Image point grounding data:

----------------------------------------

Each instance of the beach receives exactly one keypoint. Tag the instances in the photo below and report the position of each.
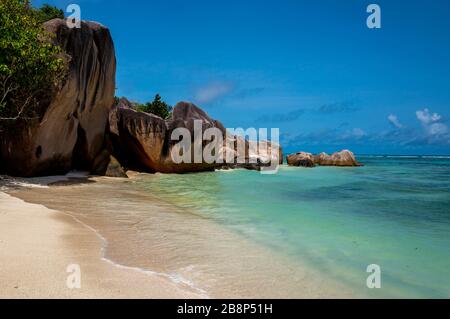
(135, 245)
(38, 244)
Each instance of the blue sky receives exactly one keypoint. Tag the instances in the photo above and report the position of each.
(311, 68)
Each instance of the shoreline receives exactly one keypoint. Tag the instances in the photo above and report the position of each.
(38, 244)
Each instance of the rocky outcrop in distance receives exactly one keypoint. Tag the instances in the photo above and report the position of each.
(71, 132)
(142, 141)
(343, 158)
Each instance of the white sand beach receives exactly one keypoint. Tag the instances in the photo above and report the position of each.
(38, 244)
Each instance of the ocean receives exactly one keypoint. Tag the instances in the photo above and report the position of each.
(299, 233)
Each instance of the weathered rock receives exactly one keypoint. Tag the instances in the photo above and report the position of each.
(301, 159)
(343, 158)
(258, 155)
(124, 103)
(71, 132)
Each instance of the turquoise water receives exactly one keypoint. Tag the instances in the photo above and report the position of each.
(394, 212)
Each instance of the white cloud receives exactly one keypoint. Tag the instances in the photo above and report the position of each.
(358, 133)
(393, 119)
(425, 117)
(213, 91)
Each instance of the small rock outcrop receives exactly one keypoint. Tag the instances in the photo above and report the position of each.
(301, 159)
(142, 141)
(343, 158)
(71, 132)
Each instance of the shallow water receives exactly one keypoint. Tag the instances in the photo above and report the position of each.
(300, 233)
(394, 212)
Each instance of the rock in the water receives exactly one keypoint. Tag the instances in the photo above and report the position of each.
(343, 158)
(301, 159)
(107, 165)
(71, 132)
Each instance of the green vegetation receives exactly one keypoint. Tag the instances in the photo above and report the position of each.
(157, 107)
(30, 66)
(47, 13)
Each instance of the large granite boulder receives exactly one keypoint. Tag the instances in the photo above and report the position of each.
(301, 159)
(143, 141)
(343, 158)
(71, 132)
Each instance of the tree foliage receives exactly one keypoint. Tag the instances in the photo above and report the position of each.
(157, 107)
(30, 66)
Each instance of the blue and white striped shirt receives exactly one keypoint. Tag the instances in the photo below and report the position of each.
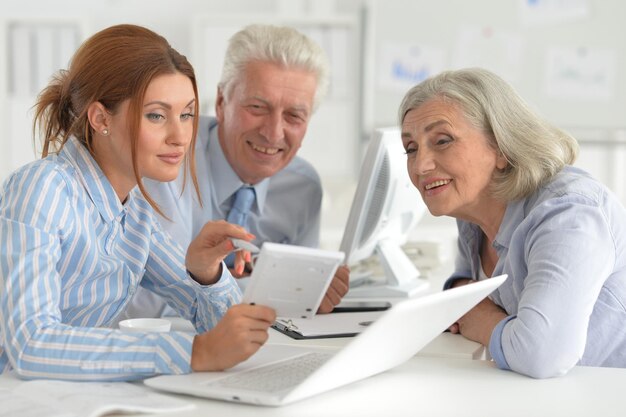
(564, 250)
(72, 256)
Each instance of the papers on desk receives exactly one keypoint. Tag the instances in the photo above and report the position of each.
(326, 325)
(45, 398)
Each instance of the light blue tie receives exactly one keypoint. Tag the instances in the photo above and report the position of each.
(238, 214)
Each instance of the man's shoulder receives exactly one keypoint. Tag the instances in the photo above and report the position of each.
(300, 167)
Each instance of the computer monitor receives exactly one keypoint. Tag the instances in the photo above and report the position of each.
(385, 210)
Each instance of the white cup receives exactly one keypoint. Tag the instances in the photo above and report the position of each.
(145, 325)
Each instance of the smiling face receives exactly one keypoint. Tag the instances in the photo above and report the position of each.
(450, 161)
(263, 120)
(165, 132)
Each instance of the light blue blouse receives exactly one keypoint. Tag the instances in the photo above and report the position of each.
(564, 249)
(71, 257)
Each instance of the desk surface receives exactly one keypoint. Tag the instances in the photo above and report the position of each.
(452, 387)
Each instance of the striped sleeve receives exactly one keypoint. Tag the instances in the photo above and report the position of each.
(203, 305)
(36, 216)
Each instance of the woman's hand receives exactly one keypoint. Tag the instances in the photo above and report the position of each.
(240, 333)
(478, 323)
(210, 247)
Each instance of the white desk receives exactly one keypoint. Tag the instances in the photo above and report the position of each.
(442, 386)
(427, 386)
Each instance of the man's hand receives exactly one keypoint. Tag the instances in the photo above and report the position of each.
(338, 287)
(210, 247)
(240, 333)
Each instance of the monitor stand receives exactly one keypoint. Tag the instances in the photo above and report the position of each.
(401, 280)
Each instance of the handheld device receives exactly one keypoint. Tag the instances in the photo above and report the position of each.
(348, 306)
(291, 279)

----------------------------------------

*YOUR INSTRUCTIONS*.
Restate the records above verbatim. Pictures stay out.

*EXERCISE OUTPUT*.
Each instance of the beach receives exactly one keypoint. Tag the instances in the photo below and report the position of each.
(135, 245)
(38, 244)
Each instance of the blue sky receives exactly one keypoint. Tag the instances in the photo above and report the position of each.
(311, 68)
Each instance of the shoreline receives exactly one keypoint. Tag the instances in the photo above and report the position of each.
(38, 244)
Each instance of the rocky outcrop in distance receives exactly one keypoint. Tag the instances in the photo above and report the position of each.
(71, 132)
(142, 141)
(343, 158)
Each instance of the white sand beach receives exactly one keypoint. Tag the instances in the photo above and report the position of each.
(38, 244)
Each instance of the ocean receives exactly one keypoint. Tag the instances in the photo above and report the position of each.
(299, 233)
Each instance of the weathered rock receives exactly one keypoint. Tag the instances in the photo above and report the position of each.
(301, 159)
(343, 158)
(258, 155)
(124, 103)
(71, 132)
Each instance of the turquoise water receives exactly one keypoint. Tag the instances in the photo above and report the position of each.
(394, 212)
Each instance of the white cloud receives exactly one keypoint. Tag the instances in the photo above and report the position of each.
(358, 133)
(393, 119)
(425, 117)
(213, 91)
Each instance of the small rock outcrop receives exactly one keypoint. Tag the instances in the photo above and report the position of each.
(301, 159)
(142, 141)
(343, 158)
(71, 132)
Each instance of the shallow water receives exactly one keypoint. Tag the instances in the photo above and report the position of each.
(300, 233)
(394, 212)
Each instance of the rock in the water receives exactly one keypoint. Tag the instances in the photo above and report the position of each.
(343, 158)
(301, 159)
(107, 165)
(71, 132)
Each instance of the green vegetation receives exactly one keypoint. Tag the instances in the photo above and report the position of each.
(157, 107)
(30, 66)
(47, 13)
Each instance of the large granite boulder receives exactly one keypoint. Tag the instances in the photo above and report the position of each.
(301, 159)
(143, 141)
(343, 158)
(71, 132)
Each instance of the tree foliage receives exactly one keypoint. Tag the instances in the photo above and report the position of each.
(157, 107)
(30, 66)
Each instance of the blue and white striped shirt receives exactly one keypoint. Tag the instances in the photo below and report the position of each.
(564, 250)
(72, 256)
Each instance of the papers on desk receives exactly one keypoint. Tag the instances in the photo above and report the position of each.
(326, 325)
(45, 398)
Each instance of the light blue tie receives exactly one keypoint. Tag the instances in the photo above and report the position of each.
(238, 214)
Each instance of the man's shoulder receives exactly one keypoint. Tag the instances in the photo above and report the position of each.
(300, 167)
Each instance of the computer monitor receives exactly one keypoint. Tag the instances in the photo above and report the position of each.
(385, 210)
Each instance of the white cup receives exactly one keypoint. Tag the instances in the photo above and report the position of each.
(145, 325)
Each instance of the smiling face receives exactly one keypoint. Tag the instances in the photo above and report the position of each.
(450, 161)
(263, 120)
(165, 132)
Each instance of the light blue blouse receives exactly one keypoint. Tag the instances in the photo above and report the position of each.
(564, 249)
(71, 257)
Each instance of the desk surface receives exactly one keypoint. Tag the instances in the photo above and report the position of each.
(452, 387)
Each instance of the striped sleeve receives exactly one keypoint. Tag the instances in the photo above and report the position of each.
(203, 305)
(36, 216)
Each instance of the woman's hand receives exactly one keypoint. Tag the instances in the photo above and report the position of each.
(240, 333)
(478, 323)
(210, 247)
Each instance of the white desk receives exactly one keypoint. Tag the instances in the photo above and report the position of each.
(442, 386)
(427, 386)
Each instance of the man's hand receives exactly one keypoint. Tag the instances in the photo above and report the position of each.
(338, 287)
(210, 247)
(240, 333)
Each instance of the monitor stand receives exactly one keypoint. Tag the instances in the photo above and report the position of each.
(401, 280)
Each instance of the handheld device receives exactly one keypoint. Tag the instances in the photo above and report the position of each.
(348, 306)
(291, 279)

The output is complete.